┌─ DATASET

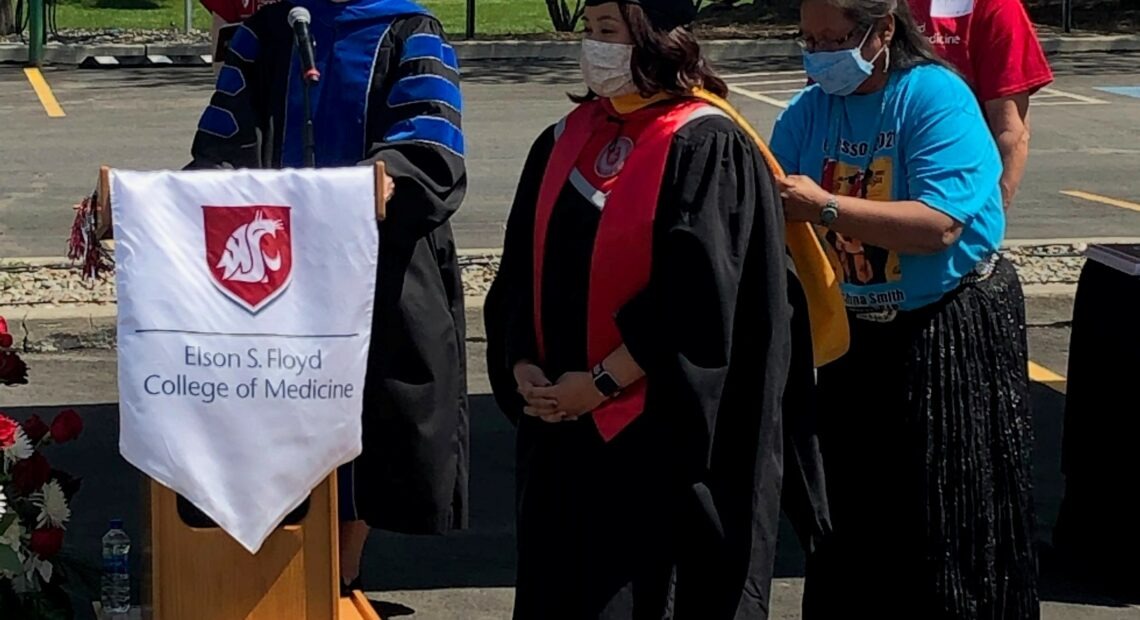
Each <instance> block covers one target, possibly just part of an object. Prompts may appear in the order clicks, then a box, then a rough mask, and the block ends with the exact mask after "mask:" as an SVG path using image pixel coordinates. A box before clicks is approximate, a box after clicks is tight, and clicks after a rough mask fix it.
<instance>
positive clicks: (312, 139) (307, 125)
mask: <svg viewBox="0 0 1140 620" xmlns="http://www.w3.org/2000/svg"><path fill="white" fill-rule="evenodd" d="M301 81H302V82H303V83H302V87H301V88H302V93H303V99H304V129H303V131H302V140H303V144H304V166H306V168H317V141H316V138H315V137H314V133H312V96H311V95H310V92H309V91H310V90H311V88H312V81H310V80H309V76H308V75H302V76H301Z"/></svg>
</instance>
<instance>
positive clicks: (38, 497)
mask: <svg viewBox="0 0 1140 620" xmlns="http://www.w3.org/2000/svg"><path fill="white" fill-rule="evenodd" d="M32 504H33V505H34V506H35V507H36V508H40V516H39V517H36V520H35V527H36V528H46V527H48V525H51V527H52V528H63V527H64V524H65V523H67V520H68V519H71V508H70V507H67V497H66V496H65V495H64V488H63V487H60V486H59V481H58V480H49V481H48V483H47V484H44V486H43V487H42V488H41V489H40V490H39V491H35V493H33V495H32Z"/></svg>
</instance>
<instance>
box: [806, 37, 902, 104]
mask: <svg viewBox="0 0 1140 620" xmlns="http://www.w3.org/2000/svg"><path fill="white" fill-rule="evenodd" d="M871 30H873V28H871ZM871 30H868V31H866V34H864V35H863V41H862V42H860V44H858V46H857V47H854V48H852V49H840V50H836V51H807V50H804V71H805V72H807V76H808V78H811V79H812V81H813V82H815V83H817V84H820V88H821V89H823V91H824V92H827V93H828V95H839V96H847V95H850V93H852V92H855V89H857V88H858V87H860V84H862V83H863V82H865V81H866V79H868V78H870V76H871V74H872V73H873V72H874V60H876V59H878V58H879V54H882V52H884V50H886V49H887V46H884V47H882V49H880V50H879V54H876V55H874V58H871V59H870V60H868V59H865V58H863V46H865V44H866V40H868V38H869V36H870V35H871Z"/></svg>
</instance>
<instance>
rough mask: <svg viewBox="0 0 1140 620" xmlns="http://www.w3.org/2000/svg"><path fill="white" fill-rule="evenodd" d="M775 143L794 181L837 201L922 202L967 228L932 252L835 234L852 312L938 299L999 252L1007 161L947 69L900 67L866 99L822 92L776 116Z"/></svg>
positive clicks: (798, 101)
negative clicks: (883, 201) (868, 199)
mask: <svg viewBox="0 0 1140 620" xmlns="http://www.w3.org/2000/svg"><path fill="white" fill-rule="evenodd" d="M771 147H772V152H773V154H774V155H775V156H776V160H777V161H779V162H780V165H781V166H783V169H784V171H785V172H787V173H788V174H804V176H806V177H811V178H812V179H814V180H815V181H816V182H817V183H820V186H821V187H823V188H824V189H827V190H829V191H831V193H833V194H836V195H840V196H858V197H863V198H868V199H872V201H888V202H889V201H919V202H922V203H925V204H926V205H928V206H930V207H933V209H937V210H938V211H942V212H943V213H945V214H947V215H950V217H951V218H953V219H954V220H956V221H959V222H961V223H962V234H961V236H960V237H959V239H958V242H955V243H954V244H953V245H952V246H950V247H948V248H946V250H944V251H942V252H938V253H936V254H925V255H917V254H904V253H899V252H894V251H887V250H885V248H882V247H876V246H872V245H869V244H864V243H862V242H861V240H860V239H855V238H850V237H846V236H844V235H838V234H836V233H834V231H833V230H829V231H827V235H825V237H824V238H823V239H822V240H823V246H824V250H825V251H827V252H828V255H829V256H830V258H831V260H832V262H833V263H836V264H838V266H839V271H840V278H841V280H842V284H841V287H842V292H844V296H845V297H846V301H847V307H848V308H850V309H868V310H885V309H898V310H912V309H915V308H921V307H923V305H927V304H929V303H933V302H935V301H937V300H938V299H939V297H942V296H943V295H944V294H945V293H946V292H948V291H952V289H954V288H955V287H958V286H959V284H960V283H961V278H962V277H963V276H967V275H968V274H970V272H971V271H974V270H975V269H976V268H977V267H978V266H979V264H983V263H985V261H987V260H988V259H991V258H992V256H993V254H994V253H995V252H996V251H998V250H999V247H1000V246H1001V242H1002V237H1003V236H1004V233H1005V213H1004V209H1003V206H1002V197H1001V187H1000V185H999V180H1000V179H1001V172H1002V164H1001V157H1000V155H999V153H998V147H996V145H995V142H994V139H993V137H992V136H991V133H990V129H988V128H987V127H986V122H985V120H984V117H983V115H982V109H980V107H979V105H978V101H977V99H976V98H975V96H974V93H972V92H971V91H970V89H969V87H968V85H967V84H966V82H963V81H962V79H961V78H959V76H958V75H956V74H954V73H953V72H951V71H950V70H946V68H945V67H942V66H938V65H935V64H929V65H920V66H917V67H912V68H909V70H903V71H896V72H894V73H893V74H891V76H890V79H889V81H888V84H887V87H886V88H884V89H880V90H879V91H878V92H872V93H868V95H850V96H847V97H838V96H830V95H828V93H825V92H823V91H822V90H821V89H820V87H819V85H815V84H813V85H811V87H808V88H806V89H804V90H803V91H801V92H799V93H798V95H797V96H796V97H795V98H793V99H792V100H791V103H790V104H789V105H788V108H787V109H784V111H783V112H782V113H781V114H780V116H779V117H777V119H776V124H775V129H774V130H773V134H772V142H771ZM840 218H842V214H841V212H840Z"/></svg>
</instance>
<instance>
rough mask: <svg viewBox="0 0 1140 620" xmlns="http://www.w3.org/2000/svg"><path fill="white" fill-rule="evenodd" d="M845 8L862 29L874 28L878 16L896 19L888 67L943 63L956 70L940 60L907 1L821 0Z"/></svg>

└─

**WORK REQUIRED:** Filter the entries above and copy only the lines that hold "rough".

**YOUR RESPONSE:**
Each <instance> block covers one target, possibly just part of an object. Prompts may appear in the order clicks, then a box, then a rough mask, and the block ends with the exact mask after "mask:" as an SVG path using image pixel coordinates. A box before clicks is approximate, a box after clicks is tight, and clicks after a rough mask fix it.
rough mask: <svg viewBox="0 0 1140 620" xmlns="http://www.w3.org/2000/svg"><path fill="white" fill-rule="evenodd" d="M775 143L794 181L837 201L922 202L967 228L932 252L835 234L852 312L938 299L999 252L1007 161L947 69L900 67L866 99L822 92L776 116Z"/></svg>
rough mask: <svg viewBox="0 0 1140 620" xmlns="http://www.w3.org/2000/svg"><path fill="white" fill-rule="evenodd" d="M845 8L862 29L874 28L878 16L896 19L888 67L943 63L956 70L940 60L907 1L821 0Z"/></svg>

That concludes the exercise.